Text
..........

How ironic then that these same types are having to eat crow and admit that we were right all along! Moreover, chemical overload has been shown conclusively to cause and aggravate food allergies. We knew that: we called it the “spreading” effect.

In fact they are nowtrying to take a posture that “we knew this all along”. It’s reminiscent of the usual four stages of truth:

  1. First, it is ridiculed
  2. Second, it is violently opposed
  3. Third, it is possible, but where is the proof?
  4. Fourth: we knew that all, along, it’s self-evident.

This comes about from a study showing that the widespread use of pesticides and chlorine in drinking water is associated with an increasing incidence of food allergies, according to a study published in the December 2012 issue of the Annals of Allergy, Asthma, and Immunology.

Researchers from the Albert Einstein College of Medicine/Montefiore Medical Center, Bronx, New York, analyzed the records of a subset of participants aged 6 years old and older who had urinary metabolites of chlorinated phenols and allergen-specific immunoglobulin E levels measured as part of the National Health and Nutrition Examination Survey 2005-2006.

In addition, participants were asked to fill out a questionnaire about the use of pesticides during the previous 7 days.

In unadjusted analysis, the researchers found that the presence of 1 or more dichlorophenol metabolites in urine “was significantly associated with sensitization to food and environmental allergens. Food but not environmental allergen sensitivity was positively associated with the use of home pesticides and urban living.

..........

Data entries
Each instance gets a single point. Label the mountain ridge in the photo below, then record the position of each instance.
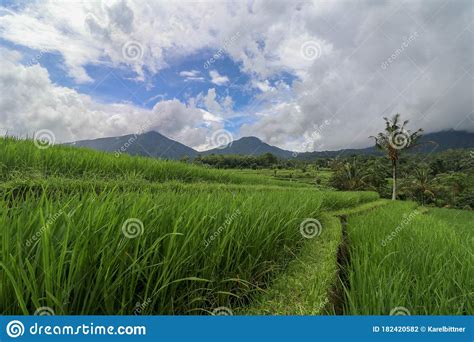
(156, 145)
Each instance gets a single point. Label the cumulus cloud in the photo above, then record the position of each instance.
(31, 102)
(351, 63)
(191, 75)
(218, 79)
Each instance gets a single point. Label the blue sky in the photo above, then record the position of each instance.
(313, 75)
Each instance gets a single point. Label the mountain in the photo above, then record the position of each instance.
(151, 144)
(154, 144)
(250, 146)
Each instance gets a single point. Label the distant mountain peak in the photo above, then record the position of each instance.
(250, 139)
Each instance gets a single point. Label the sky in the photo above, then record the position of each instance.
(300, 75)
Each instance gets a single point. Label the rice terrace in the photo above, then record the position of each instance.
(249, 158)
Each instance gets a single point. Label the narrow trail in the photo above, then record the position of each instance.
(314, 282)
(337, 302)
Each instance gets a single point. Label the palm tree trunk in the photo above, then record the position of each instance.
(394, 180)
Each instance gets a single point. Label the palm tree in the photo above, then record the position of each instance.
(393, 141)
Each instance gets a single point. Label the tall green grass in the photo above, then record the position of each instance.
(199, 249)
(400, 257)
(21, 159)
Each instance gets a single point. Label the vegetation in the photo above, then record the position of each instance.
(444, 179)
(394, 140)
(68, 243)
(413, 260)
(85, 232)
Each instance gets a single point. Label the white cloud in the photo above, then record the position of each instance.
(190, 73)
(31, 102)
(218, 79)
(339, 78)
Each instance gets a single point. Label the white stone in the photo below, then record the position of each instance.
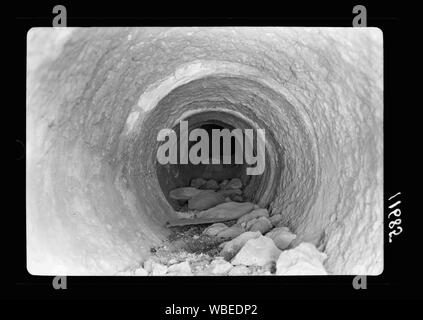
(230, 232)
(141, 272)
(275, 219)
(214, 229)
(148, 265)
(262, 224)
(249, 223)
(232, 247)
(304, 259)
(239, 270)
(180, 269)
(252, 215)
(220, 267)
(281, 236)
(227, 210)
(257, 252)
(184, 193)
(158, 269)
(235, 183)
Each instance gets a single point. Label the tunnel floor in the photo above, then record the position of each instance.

..........

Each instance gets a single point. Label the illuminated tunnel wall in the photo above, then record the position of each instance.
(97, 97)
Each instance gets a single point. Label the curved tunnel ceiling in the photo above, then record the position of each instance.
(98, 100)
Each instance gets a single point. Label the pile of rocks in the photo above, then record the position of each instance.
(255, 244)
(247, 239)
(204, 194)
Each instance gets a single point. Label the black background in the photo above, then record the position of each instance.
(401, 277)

..........

Your instructions
In the text on pesticides and food allergies, rewrite the passage starting at "This comes about" and ending at "Asthma, and Immunology.", replacing "drinking water" with "tap water". The data entries are separate from the text on pesticides and food allergies.

Answer to this task
This comes about from a study showing that the widespread use of pesticides and chlorine in tap water is associated with an increasing incidence of food allergies, according to a study published in the December 2012 issue of the Annals of Allergy, Asthma, and Immunology.